■ WRITTEN INSTRUCTION 1 ■
In the forum thread about the Teighlor love doll, what price does the first poster give for the doll?
:: DOCUMENT SEGMENT
# Teighlor Love Doll?



## garrry! (Jul 31, 2007)

When browsing my local adult shop in search of the issue of BUF featuring Gaining Goddess, I saw the most amazing thing ive ever seen. Perched high upon a shelf was the 'Teighlor Love Doll' my god. It is rather expensive though, and while I do wish to purchase it (not to 'do it' as I find that really creepy, but just to add to my growing collection of bbw memorabilia - i have an eartha quake doll too. This is actually the reason i'm asking) I also don't want to get ripped off. As I said, I have an Eartha Quake love doll. The doll itself looks nothing like her. Infact, the only difference between the Eartha doll and a regular love doll is its boobs are bigger. Its also a few inches wider. Anyway. This is supposed to be a realistic doll. The guy at the shop said he wouldnt open it for me, id have to buy it too see it.

Anyway. My question is - has anyone seen this doll? Inflated? Does it even look like Teighlor? Is it worth $240 Australian (featuring certain vibrating sections - hahaha)?

I'm really curious more than anything. Just to see if they were able to replicate Teighlor's body in plastic or rubber or whatever. Also, if Teighlor herself wishes to reply, or if anyone else knows, was she aware of this doll? Did the creators have consent? 

That's all. Thanks guys


----------



## Zoom (Jul 31, 2007)

I've seen this item before on the web. Though Teighlor's picture is on the box, the inside is just another blowup doll with more material, if you know what I mean. And her face looks like any blowup doll's-- i.e. a horrendous mouth, etc.

Probably made Teighlor a small bit of cash in the early 90s.

The problem is that you have to spend more money to make better quality products, and if Teighlor did this for the money (or even for a lark), there's no way it could have been "great".

Simple equation:
Real girlfriend > Imaginary girlfriend > Blow-up doll


----------



## Russell Williams (Aug 1, 2007)

The last time Teglor talked to me about this was several years ago but as best I remember it was something that someone did with out her permission and did not give her any profit from. Since that time the situation may have changed. 

Until I saw this note I had forgotten about the incident. The next time I talk to Teghlor I will try to remember to ask her about it.

Russell


----------



## Russell Williams (Aug 1, 2007)
::::
:: EXTRACTED DATA
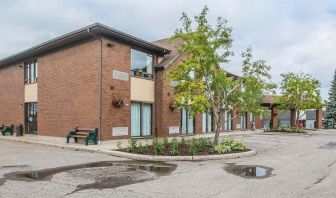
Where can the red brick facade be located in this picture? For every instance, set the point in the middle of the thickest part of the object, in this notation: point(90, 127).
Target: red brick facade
point(68, 89)
point(76, 87)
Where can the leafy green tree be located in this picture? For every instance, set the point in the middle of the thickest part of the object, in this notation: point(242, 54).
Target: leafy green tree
point(205, 48)
point(331, 105)
point(299, 92)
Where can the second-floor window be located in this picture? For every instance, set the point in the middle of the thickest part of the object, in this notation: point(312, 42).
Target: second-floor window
point(31, 71)
point(141, 64)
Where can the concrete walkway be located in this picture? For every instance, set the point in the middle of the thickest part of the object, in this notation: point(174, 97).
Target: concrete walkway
point(105, 146)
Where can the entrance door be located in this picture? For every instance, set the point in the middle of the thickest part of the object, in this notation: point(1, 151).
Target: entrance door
point(31, 117)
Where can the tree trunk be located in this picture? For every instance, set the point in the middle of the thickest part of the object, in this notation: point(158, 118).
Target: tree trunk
point(297, 120)
point(217, 127)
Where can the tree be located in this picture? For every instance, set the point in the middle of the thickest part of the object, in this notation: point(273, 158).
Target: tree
point(331, 105)
point(205, 48)
point(299, 92)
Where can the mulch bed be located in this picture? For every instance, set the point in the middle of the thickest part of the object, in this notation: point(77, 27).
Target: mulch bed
point(182, 151)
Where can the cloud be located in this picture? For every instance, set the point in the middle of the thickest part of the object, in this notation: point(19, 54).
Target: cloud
point(289, 35)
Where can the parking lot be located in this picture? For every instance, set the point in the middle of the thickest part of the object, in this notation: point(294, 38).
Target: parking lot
point(295, 166)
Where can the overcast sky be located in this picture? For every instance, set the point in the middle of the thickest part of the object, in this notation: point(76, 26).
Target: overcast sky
point(290, 35)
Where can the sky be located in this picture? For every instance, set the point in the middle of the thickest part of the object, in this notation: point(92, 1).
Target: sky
point(291, 36)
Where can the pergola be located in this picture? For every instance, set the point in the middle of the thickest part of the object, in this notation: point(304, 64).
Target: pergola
point(270, 102)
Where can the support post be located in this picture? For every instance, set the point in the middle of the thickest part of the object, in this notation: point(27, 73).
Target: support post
point(274, 117)
point(293, 118)
point(319, 119)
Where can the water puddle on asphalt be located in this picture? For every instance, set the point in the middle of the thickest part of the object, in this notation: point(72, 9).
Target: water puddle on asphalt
point(106, 174)
point(249, 171)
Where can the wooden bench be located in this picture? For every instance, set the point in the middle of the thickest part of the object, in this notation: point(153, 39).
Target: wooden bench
point(83, 133)
point(6, 129)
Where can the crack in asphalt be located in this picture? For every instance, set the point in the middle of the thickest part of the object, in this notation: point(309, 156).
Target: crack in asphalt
point(318, 181)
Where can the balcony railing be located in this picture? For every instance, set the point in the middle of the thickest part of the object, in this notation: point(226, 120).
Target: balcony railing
point(141, 74)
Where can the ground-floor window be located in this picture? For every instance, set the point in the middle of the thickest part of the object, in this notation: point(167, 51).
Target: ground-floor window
point(228, 121)
point(243, 121)
point(207, 122)
point(31, 118)
point(141, 119)
point(187, 122)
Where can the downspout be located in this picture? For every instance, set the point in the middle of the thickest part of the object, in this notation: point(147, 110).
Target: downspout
point(100, 83)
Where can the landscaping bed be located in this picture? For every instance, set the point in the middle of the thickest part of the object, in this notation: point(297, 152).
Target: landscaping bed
point(201, 147)
point(286, 129)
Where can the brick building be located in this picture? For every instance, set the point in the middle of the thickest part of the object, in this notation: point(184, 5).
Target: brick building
point(72, 80)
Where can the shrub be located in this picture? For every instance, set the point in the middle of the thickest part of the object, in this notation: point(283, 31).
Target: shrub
point(235, 145)
point(132, 144)
point(158, 147)
point(222, 148)
point(142, 148)
point(165, 142)
point(202, 144)
point(174, 147)
point(183, 141)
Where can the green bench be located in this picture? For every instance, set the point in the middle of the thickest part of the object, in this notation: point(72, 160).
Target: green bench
point(83, 133)
point(6, 129)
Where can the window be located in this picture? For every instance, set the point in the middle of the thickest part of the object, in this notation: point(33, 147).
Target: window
point(228, 121)
point(31, 71)
point(207, 122)
point(187, 122)
point(142, 64)
point(141, 119)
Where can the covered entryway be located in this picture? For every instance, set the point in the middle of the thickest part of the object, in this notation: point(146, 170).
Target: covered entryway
point(31, 118)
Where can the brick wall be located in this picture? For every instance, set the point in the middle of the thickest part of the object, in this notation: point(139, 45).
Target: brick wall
point(165, 117)
point(12, 94)
point(68, 89)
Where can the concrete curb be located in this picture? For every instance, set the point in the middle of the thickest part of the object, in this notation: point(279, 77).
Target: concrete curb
point(178, 158)
point(285, 134)
point(138, 156)
point(68, 147)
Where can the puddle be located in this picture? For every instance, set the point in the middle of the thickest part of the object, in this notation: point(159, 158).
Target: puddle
point(249, 171)
point(106, 174)
point(330, 145)
point(15, 166)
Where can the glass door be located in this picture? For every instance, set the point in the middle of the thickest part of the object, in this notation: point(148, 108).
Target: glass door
point(31, 118)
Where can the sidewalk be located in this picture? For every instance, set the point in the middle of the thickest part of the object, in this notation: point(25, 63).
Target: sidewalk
point(105, 146)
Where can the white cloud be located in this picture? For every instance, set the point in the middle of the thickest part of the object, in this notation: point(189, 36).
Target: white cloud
point(289, 35)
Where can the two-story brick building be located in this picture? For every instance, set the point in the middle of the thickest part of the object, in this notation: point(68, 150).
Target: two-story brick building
point(72, 80)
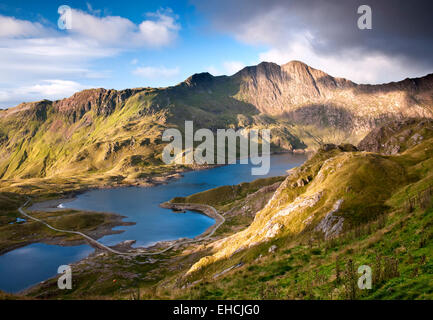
::::
■ WRITTEN INSTRUCTION 2 ■
Rewrite the point placement records from the line that has "Where can the second-floor" through the line that has "point(31, 117)", requests included. In the answers, multiply each point coordinate by 0.65 and round to whole numbers, rounding halves up. Leave the requests and their sample notation unchanged.

■ SOLUTION 1 ■
$240 Australian.

■ SOLUTION 2 ■
Where can the second-floor window be located in this picture? For every instance, set the point in the middle of the thickest part of the object, in this notation: point(312, 42).
Target: second-floor window
point(20, 46)
point(92, 42)
Where can the concrete walkway be located in this picture? For every instance, set the point in the middle of the thickest part of the object, in this notation: point(174, 97).
Target: concrete walkway
point(68, 95)
Where can the entrance door be located in this picture? For every instance, set the point in the middle of the thickest part of the object, in this notation: point(1, 151).
Target: entrance door
point(20, 76)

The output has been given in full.